--- BEGIN ---
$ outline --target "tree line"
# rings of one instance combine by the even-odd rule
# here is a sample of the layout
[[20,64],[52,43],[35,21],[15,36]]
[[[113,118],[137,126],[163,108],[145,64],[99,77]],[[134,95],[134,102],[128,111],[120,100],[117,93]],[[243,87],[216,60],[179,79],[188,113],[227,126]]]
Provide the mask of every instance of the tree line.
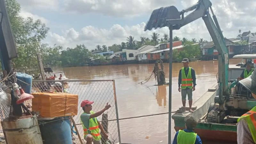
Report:
[[[167,34],[164,34],[162,36],[160,37],[159,34],[154,32],[152,33],[150,36],[151,38],[145,37],[140,37],[140,40],[138,40],[134,38],[134,36],[130,36],[126,38],[126,42],[123,42],[120,44],[115,44],[108,47],[107,47],[105,45],[102,45],[102,47],[100,45],[97,45],[95,49],[91,50],[91,52],[106,52],[108,51],[116,52],[122,51],[122,50],[126,49],[137,50],[144,45],[155,46],[159,44],[167,43],[169,42],[169,36]],[[182,44],[189,41],[192,42],[194,44],[201,44],[208,42],[207,40],[204,40],[203,38],[200,38],[198,40],[196,38],[192,38],[189,40],[185,37],[183,37],[181,39],[177,36],[173,38],[172,41],[173,42],[181,41]]]
[[[36,77],[39,73],[36,55],[38,53],[41,54],[44,65],[78,66],[84,66],[89,62],[91,59],[97,59],[102,62],[105,62],[106,59],[104,57],[92,54],[95,51],[110,51],[115,52],[125,49],[137,49],[143,45],[155,46],[169,41],[168,34],[165,34],[160,37],[159,34],[153,32],[150,38],[141,37],[140,39],[137,40],[133,36],[130,36],[127,37],[126,41],[119,44],[114,44],[108,47],[106,45],[97,45],[94,49],[91,51],[84,44],[77,45],[74,48],[68,47],[66,50],[63,50],[61,45],[50,46],[42,42],[46,37],[49,28],[40,20],[35,20],[31,18],[24,19],[21,17],[19,14],[20,6],[16,0],[6,0],[6,2],[19,55],[18,58],[13,60],[14,67],[18,71],[33,74]],[[191,46],[192,44],[207,41],[203,38],[198,40],[195,38],[188,40],[186,38],[180,39],[177,36],[174,37],[173,40],[181,40],[182,44],[187,47]],[[186,46],[185,50],[191,51],[194,49],[186,48]],[[198,52],[197,51],[194,52],[196,55]],[[176,57],[174,57],[174,60],[177,60],[183,55],[187,54],[185,53],[187,52],[185,51],[174,52],[179,54],[175,55]],[[191,52],[189,52],[194,53]],[[189,56],[193,56],[187,57]]]

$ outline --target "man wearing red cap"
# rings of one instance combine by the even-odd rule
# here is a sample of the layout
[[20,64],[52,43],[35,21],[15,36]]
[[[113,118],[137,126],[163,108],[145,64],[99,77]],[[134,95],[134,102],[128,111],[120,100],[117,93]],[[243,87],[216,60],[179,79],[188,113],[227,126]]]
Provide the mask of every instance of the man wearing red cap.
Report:
[[86,144],[91,144],[93,141],[93,144],[101,144],[100,139],[101,137],[99,128],[100,129],[100,132],[104,138],[107,139],[108,137],[97,117],[101,115],[111,106],[108,103],[107,103],[104,108],[94,113],[92,110],[92,104],[94,102],[94,101],[85,100],[81,103],[81,106],[84,112],[81,115],[80,119],[83,124],[84,138],[86,141]]

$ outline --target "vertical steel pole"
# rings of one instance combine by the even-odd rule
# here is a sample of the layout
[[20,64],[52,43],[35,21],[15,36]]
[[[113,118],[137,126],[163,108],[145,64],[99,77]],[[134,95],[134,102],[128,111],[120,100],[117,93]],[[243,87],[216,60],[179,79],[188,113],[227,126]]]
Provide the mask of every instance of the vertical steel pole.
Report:
[[169,115],[168,125],[168,143],[171,144],[172,140],[172,26],[169,27],[170,30],[170,47],[169,51]]
[[121,144],[121,134],[120,132],[120,126],[119,124],[119,117],[118,116],[118,109],[117,108],[117,101],[116,100],[116,84],[115,80],[113,80],[113,88],[114,91],[114,98],[115,99],[115,105],[116,106],[116,123],[117,124],[117,131],[118,131],[118,138],[119,143]]

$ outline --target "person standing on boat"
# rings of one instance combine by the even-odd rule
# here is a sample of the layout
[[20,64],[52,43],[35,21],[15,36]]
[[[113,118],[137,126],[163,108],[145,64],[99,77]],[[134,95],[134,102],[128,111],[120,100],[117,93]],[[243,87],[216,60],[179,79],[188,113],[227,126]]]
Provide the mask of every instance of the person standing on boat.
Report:
[[252,75],[254,70],[252,68],[252,67],[251,66],[251,64],[252,62],[250,62],[246,63],[245,65],[246,68],[244,69],[244,70],[243,71],[240,76],[237,78],[238,80],[241,80],[246,78]]
[[179,88],[181,92],[181,100],[183,108],[186,109],[186,97],[188,95],[189,112],[193,112],[192,107],[192,92],[196,90],[196,72],[192,68],[188,66],[188,59],[185,58],[181,62],[184,67],[180,70],[179,73]]
[[[239,82],[256,99],[256,72]],[[256,143],[256,106],[237,120],[237,143]]]
[[84,112],[80,117],[84,129],[84,138],[86,141],[86,144],[91,144],[92,142],[93,144],[101,144],[100,140],[101,136],[99,128],[104,138],[107,139],[108,137],[97,117],[108,109],[111,106],[107,103],[104,108],[94,113],[92,110],[92,104],[94,102],[85,100],[81,103],[81,106]]
[[193,131],[197,122],[192,116],[185,117],[185,128],[176,132],[172,144],[202,144],[200,137]]

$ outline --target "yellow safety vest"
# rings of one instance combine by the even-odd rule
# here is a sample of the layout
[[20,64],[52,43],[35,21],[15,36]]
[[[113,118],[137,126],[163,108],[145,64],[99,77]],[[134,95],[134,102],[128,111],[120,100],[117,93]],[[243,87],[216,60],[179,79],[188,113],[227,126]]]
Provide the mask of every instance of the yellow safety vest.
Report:
[[[90,112],[91,114],[93,114],[94,112],[92,111]],[[88,134],[90,134],[92,136],[93,139],[96,140],[100,140],[101,138],[101,136],[100,135],[100,130],[99,128],[99,125],[97,121],[97,119],[96,117],[90,118],[89,120],[89,127],[86,128],[84,125],[83,122],[82,121],[81,118],[80,120],[81,121],[81,123],[83,124],[83,128],[84,129],[84,138],[85,137],[85,136]],[[88,130],[90,131],[90,132],[89,133]]]
[[178,144],[194,144],[197,134],[194,132],[186,132],[180,130],[177,136]]
[[188,76],[186,76],[185,70],[183,67],[181,68],[181,86],[182,89],[185,89],[187,87],[189,89],[192,89],[193,85],[192,76],[191,75],[191,68],[189,67],[188,73]]
[[241,118],[244,119],[247,123],[253,141],[256,143],[256,107],[241,116],[237,120],[237,122]]
[[251,71],[248,74],[247,73],[247,69],[246,68],[244,69],[244,78],[245,78],[252,75],[252,73],[253,71],[253,70],[252,68],[251,69]]

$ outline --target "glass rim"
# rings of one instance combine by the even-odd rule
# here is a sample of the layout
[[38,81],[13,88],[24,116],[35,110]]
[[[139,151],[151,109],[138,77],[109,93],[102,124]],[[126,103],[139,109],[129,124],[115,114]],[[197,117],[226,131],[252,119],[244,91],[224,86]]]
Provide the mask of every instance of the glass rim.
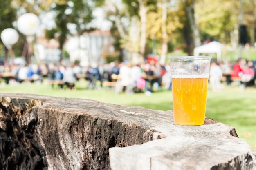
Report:
[[196,58],[196,59],[209,59],[212,58],[211,56],[199,56],[193,55],[181,55],[181,56],[168,56],[169,58]]

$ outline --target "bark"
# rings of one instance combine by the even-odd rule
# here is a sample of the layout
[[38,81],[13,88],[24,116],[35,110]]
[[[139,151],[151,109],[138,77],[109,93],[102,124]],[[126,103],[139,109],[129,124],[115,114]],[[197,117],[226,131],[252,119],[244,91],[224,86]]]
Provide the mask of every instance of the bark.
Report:
[[139,54],[141,56],[145,57],[145,50],[146,42],[147,7],[144,4],[143,0],[139,0],[139,15],[141,24]]
[[0,93],[0,169],[254,170],[232,127],[175,125],[172,110]]
[[167,9],[166,0],[163,0],[162,3],[162,49],[161,54],[160,64],[162,66],[165,64],[166,62],[166,55],[167,53],[167,43],[168,41],[168,37],[166,32],[166,20],[167,15]]

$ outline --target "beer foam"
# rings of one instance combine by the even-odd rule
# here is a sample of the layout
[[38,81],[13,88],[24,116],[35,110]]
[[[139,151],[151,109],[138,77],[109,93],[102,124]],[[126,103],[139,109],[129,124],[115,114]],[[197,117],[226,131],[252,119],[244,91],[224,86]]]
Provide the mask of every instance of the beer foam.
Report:
[[198,75],[171,75],[171,77],[173,79],[208,78],[209,77],[209,73],[202,74]]

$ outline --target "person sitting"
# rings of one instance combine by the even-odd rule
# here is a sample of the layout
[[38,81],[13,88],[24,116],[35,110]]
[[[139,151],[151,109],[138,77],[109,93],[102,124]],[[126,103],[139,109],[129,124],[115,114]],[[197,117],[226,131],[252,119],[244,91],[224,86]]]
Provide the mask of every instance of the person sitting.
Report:
[[243,87],[254,86],[255,83],[255,68],[252,61],[249,61],[247,66],[243,69],[243,75],[241,76],[241,81]]
[[75,84],[76,82],[76,77],[71,66],[67,67],[63,76],[63,81],[68,89],[75,90]]

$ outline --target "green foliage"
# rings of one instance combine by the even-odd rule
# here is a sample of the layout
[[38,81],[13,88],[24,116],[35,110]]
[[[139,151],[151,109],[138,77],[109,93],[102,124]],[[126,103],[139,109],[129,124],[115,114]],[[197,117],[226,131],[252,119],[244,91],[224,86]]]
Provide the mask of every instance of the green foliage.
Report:
[[110,63],[115,61],[119,61],[119,56],[107,56],[105,58],[105,62],[106,63]]

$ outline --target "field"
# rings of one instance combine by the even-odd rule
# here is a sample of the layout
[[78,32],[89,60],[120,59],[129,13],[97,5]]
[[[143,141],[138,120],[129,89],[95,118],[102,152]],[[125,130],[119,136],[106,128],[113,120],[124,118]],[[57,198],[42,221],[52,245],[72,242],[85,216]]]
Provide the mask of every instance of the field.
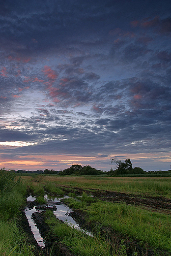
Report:
[[[20,176],[16,176],[15,182],[19,179]],[[16,220],[16,230],[20,237],[25,238],[22,243],[16,241],[8,251],[1,249],[3,244],[0,242],[0,255],[21,255],[21,252],[26,256],[171,255],[171,177],[23,174],[14,189],[23,201],[15,216],[8,216],[6,212],[5,217],[5,210],[0,209],[3,211],[1,214],[4,219],[0,222],[1,228],[6,224],[10,232]],[[43,249],[37,246],[31,235],[28,235],[30,230],[22,209],[27,196],[30,194],[36,197],[35,207],[43,210],[34,215],[45,242]],[[60,204],[71,208],[70,216],[91,235],[57,218],[47,206],[45,194],[60,198],[67,195]],[[0,203],[3,196],[0,197]],[[6,244],[5,236],[2,238]]]

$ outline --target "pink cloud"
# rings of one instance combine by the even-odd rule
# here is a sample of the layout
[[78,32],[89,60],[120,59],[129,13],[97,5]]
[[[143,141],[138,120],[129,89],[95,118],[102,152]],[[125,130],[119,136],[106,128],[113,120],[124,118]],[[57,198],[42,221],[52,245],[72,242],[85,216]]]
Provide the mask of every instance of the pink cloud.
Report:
--- END ---
Gather every line of the material above that contains the string "glass", and reproduce each one in full.

Written answer.
$ outline --target "glass rim"
Provide the mask of every instance of the glass rim.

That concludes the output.